*Task details*
Lines holding the word "stool" must be located in the listing below and copied.

(Material for this exercise begins)

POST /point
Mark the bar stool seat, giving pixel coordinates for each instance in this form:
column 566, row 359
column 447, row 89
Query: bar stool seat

(Material for this exercise ends)

*Answer to this task*
Mark the bar stool seat, giving pixel coordinates for each instance in this form:
Query: bar stool seat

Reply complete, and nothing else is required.